> _DATA FOR THE TASK_:
------

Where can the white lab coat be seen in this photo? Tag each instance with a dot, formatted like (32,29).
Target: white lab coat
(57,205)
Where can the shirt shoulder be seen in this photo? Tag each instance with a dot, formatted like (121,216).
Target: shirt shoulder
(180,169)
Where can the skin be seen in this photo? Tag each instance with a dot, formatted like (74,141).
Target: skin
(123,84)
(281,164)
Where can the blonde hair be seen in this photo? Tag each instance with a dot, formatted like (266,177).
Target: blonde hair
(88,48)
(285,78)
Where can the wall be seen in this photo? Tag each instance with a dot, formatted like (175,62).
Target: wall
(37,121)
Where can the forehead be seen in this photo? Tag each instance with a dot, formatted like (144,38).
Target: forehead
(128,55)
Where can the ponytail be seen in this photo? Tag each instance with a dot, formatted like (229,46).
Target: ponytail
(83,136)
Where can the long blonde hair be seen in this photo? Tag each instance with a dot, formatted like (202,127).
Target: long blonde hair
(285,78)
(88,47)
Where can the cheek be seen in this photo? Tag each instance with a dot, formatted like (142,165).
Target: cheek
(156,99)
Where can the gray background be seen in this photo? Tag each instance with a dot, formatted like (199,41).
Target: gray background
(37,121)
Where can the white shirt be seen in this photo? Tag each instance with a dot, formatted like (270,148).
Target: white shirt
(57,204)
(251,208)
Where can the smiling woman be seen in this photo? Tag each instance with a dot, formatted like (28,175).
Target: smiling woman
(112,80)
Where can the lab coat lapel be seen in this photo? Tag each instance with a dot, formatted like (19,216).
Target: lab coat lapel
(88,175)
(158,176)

------

Rewrite the lines above as a numbered list, omitting any blank lines.

> _RESULT BELOW_:
1. Where can the white lab coat be seen in this photo? Tag each instance with a dot, formatted like (32,29).
2. Target: white lab coat
3. (57,205)
4. Where can the shirt shoulder be seen in this photo? Tag each instance with a dot, formatted like (121,216).
5. Target: shirt shoulder
6. (180,169)
7. Where can the skin be seen in this photo? Tag each instance with a dot, formatted like (74,141).
8. Target: skin
9. (123,84)
10. (281,164)
11. Where can the blonde hair be seen in this photo? Tag each instance with a dot, formatted like (266,177).
12. Target: blonde hair
13. (88,48)
14. (285,78)
15. Where can the wall be seen in this photo? Tag each instance with a dot, formatted like (175,62).
16. Target: wall
17. (37,121)
18. Where can the forehead be seen in this photo? Tag each instance with a dot, formatted like (144,38).
19. Target: forehead
20. (128,55)
21. Where can the ponytail be seen in this photo? Tag each instance with a dot, formatted like (229,46).
22. Target: ponytail
23. (83,136)
24. Where can the long blonde hair be seen in this photo? Tag each instance with a dot, formatted like (202,127).
25. Target: long blonde hair
26. (285,78)
27. (88,47)
28. Where can the cheek be seen in this photo? Tag each instance with a dot, formatted like (142,165).
29. Target: cheek
30. (156,99)
31. Where can the gray background be seen in this photo? Tag each instance with a dot, formatted like (199,41).
32. Target: gray background
33. (37,121)
34. Where can the white shirt be seen in this photo? Tag each instance with a dot, formatted like (270,148).
35. Target: white shirt
36. (57,204)
37. (251,208)
38. Where can the smiling woman be seen in this photo? Tag each instance with a dot, formatted like (28,175).
39. Target: smiling woman
40. (112,80)
41. Where can the lab coat lapel be seen in this photo? Tag each instance with a dot, formatted like (19,216).
42. Target: lab coat lapel
43. (88,175)
44. (158,176)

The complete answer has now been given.